> GESELECTEERD FRAGMENT

Hierbij kan op grond van hun bovengebruikelijke taken kortdurend verblijf worden geïndiceerd.
Het college gaat ook na of belanghebbende een indicatie voor Zvw-persoonlijke verzorging en verpleging heeft. Wanneer deze zorg door de partner, ouder, volwassen kind en/of andere huisgenoot zelf wordt geleverd via een pgb, kan dit een reden zijn voor (dreigende) overbelasting. De overbelasting kan in dit geval worden verminderd wanneer de mantelzorger in plaats van zelf de persoonlijke verzorging te leveren, deze inkoopt in de vorm van zorg in natura door een thuiszorgaanbieder. Deze oplossing is voorliggend aan een maatwerkvoorziening.
Een inloopfunctie GGZ is een laagdrempelige voorziening in het kader van dag- en arbeidsmatige activiteiten. Het gaat hierbij dan ook vooral om de beschikbaarheidsfunctie. Dat betekent dat aan de deelnemers geen strenge eisen worden gesteld voor wat betreft de deelname aan de inloop. Er is dan ook geen indicatie vereist. Over het algemeen is tijdens de openingsuren van de inloopfunctie altijd minimaal een begeleider aanwezig.
De inloop is bedoeld voor (ex)cliënten met een langdurige psychische stoornis en daarmee samenhangende beperkingen.

> AANGELEVERDE VERMELDINGEN
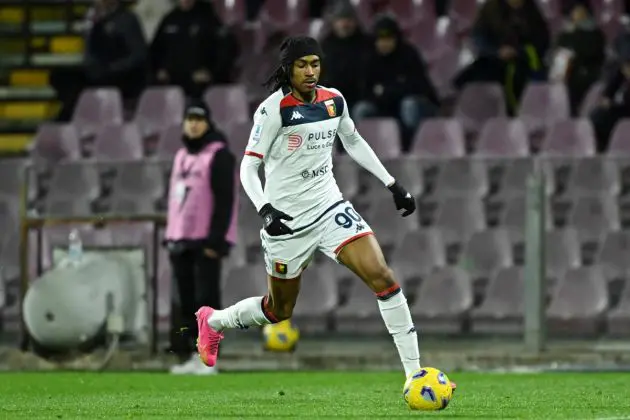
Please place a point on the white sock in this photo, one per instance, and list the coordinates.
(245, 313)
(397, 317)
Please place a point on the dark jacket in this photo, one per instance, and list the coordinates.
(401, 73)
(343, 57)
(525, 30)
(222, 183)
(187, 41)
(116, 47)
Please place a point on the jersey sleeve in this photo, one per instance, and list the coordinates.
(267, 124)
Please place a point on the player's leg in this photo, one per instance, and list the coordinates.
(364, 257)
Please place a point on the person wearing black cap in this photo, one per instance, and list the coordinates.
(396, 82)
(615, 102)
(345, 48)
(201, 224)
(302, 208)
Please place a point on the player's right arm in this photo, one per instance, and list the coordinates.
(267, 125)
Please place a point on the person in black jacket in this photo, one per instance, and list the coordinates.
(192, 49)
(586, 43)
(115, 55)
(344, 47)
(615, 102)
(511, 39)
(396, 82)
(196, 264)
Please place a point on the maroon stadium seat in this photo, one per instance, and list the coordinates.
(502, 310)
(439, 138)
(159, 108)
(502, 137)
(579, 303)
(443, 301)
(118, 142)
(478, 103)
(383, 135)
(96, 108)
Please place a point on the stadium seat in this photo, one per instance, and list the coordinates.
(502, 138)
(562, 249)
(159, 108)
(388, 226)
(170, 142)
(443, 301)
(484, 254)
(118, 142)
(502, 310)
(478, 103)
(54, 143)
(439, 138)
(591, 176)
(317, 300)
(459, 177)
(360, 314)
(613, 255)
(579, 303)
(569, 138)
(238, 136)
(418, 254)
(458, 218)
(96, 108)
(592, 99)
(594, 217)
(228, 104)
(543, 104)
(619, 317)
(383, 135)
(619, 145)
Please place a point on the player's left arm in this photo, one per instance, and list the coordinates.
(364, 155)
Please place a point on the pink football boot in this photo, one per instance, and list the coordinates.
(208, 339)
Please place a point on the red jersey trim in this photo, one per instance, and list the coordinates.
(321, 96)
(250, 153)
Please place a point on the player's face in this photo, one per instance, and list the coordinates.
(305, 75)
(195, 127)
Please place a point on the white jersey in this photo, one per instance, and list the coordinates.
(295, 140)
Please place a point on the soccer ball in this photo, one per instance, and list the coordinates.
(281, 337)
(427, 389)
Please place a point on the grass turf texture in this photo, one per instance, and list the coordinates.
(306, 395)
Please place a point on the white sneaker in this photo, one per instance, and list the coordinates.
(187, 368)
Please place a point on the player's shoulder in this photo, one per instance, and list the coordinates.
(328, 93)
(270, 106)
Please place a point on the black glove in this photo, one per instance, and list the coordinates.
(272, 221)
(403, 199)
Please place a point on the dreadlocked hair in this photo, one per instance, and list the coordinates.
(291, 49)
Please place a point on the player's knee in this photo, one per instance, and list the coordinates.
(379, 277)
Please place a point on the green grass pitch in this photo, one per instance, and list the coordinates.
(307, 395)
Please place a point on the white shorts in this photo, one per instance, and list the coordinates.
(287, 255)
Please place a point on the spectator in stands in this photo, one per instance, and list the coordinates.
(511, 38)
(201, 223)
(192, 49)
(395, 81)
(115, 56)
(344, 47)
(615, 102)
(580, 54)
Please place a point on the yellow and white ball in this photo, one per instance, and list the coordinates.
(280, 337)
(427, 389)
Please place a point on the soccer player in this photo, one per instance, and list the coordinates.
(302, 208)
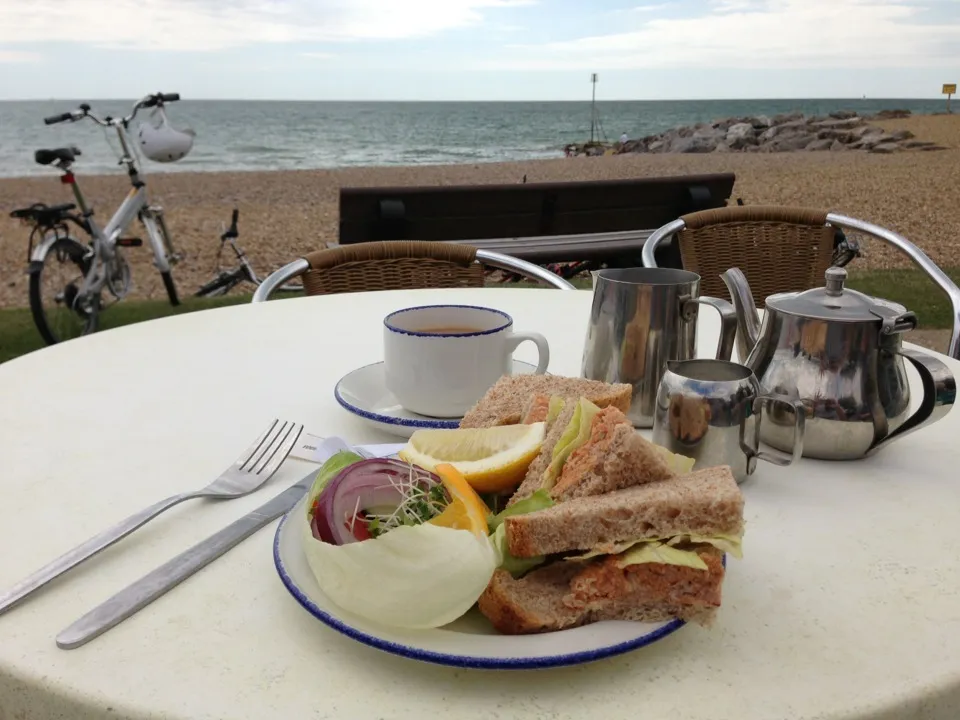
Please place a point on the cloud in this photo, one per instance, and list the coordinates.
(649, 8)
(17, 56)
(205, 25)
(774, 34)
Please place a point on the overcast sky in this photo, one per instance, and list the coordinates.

> VEREISTE TAKEN
• 1. Selecteer uit de vermeldingen elke regel waarin het woord "black" voorkomt en neem die regels over.
• 2. Schrijf het fragment over mantelzorg en de inloopfunctie GGZ verder, te beginnen na de laatste zin.
De vermeldingen hebben geen verband met het fragment.

> DE RESULTATEN
• 1.
Please place a point on the person wearing black cap in this photo, one per instance, and list the coordinates.
Please place a point on the person in black jacket in this photo, one per instance, and list the coordinates.
Please place a point on the black glove in this photo, one per instance, and list the coordinates.

• 2.
De functie Inloop GGZ wordt naar alle gemeenten gedecentraliseerd, tenzij de functie onderdeel uitmaakt van de maatschappelijke opvang: dan gaat het naar centrumgemeenten. Vanuit de AWBZ worden in onze regio diverse inlooppunten GGZ gefinancierd. Over het algemeen komen de meeste bezoekers van inloopfuncties uit centrumgemeenten. In onze regio zien we in aansluiting hierop ook meer inloopfuncties in Leiden dan in de regiogemeenten.
Katwijk heeft een inloophuis bij Stichting De Brug en een inloopfunctie GGZ bij de Poolster.
Een van de nieuwe taken voor de gemeente is de doventolkzorg. Doventolkzorg omvat zorg door een doventolk bij het voeren van een gesprek in de leefsituatie. Het inkoopbeleid wordt landelijk ingevuld door de Vereniging Nederlandse Gemeenten.
Alleen belanghebbenden komen in aanmerking voor doventolkzorg.
Cliënten die door hun beperkingen behoefte hebben aan een beschermd woonklimaat die gericht is op het bieden van structuur en ondersteuning van alle dagelijks activiteiten wonen vaak in een zogenaamde woonvorm voor beschermd wonen. Zij krijgen begeleiding bij de structuur van hun dagelijks leven, ondersteuning bij regelzaken en geldbeheer en bij het vinden van een passende daginvulling. Voor een deel van de cliënten is beschermd wonen een opstapje naar zelfstandig wonen.
Voor beschermd wonen of opvang was een indicatie op grond van de AWBZ noodzakelijk maar deze taak is met overgangsrecht overgeheveld naar de Wmo 2015. Het wordt voorlopig een taak voor de zogenaamde centrumgemeenten (voor gemeente Katwijk is dit de gemeente Leiden), zij krijgen ook het budget voor deze taak.
De centrumgemeente moet de toegang bepalen via een beschikking. Als een belanghebbende zich meldt voor beschermd wonen of opvang zal deze worden doorverwezen naar gemeente Leiden.
HOOFDSTUK 3. PERSOONSGEBONDEN BUDGET
Keuze voor maatwerkvoorziening of een persoonsgebonden budget
De cliënt wordt geïnformeerd over de mogelijkheid voor een maatwerkvoorziening dan wel een persoonsgebonden budget. Bij een persoonsgebonden budget koopt cliënt zelf de ondersteuning/voorziening in. Het college bepaalt of een persoonsgebonden budget wordt toegekend.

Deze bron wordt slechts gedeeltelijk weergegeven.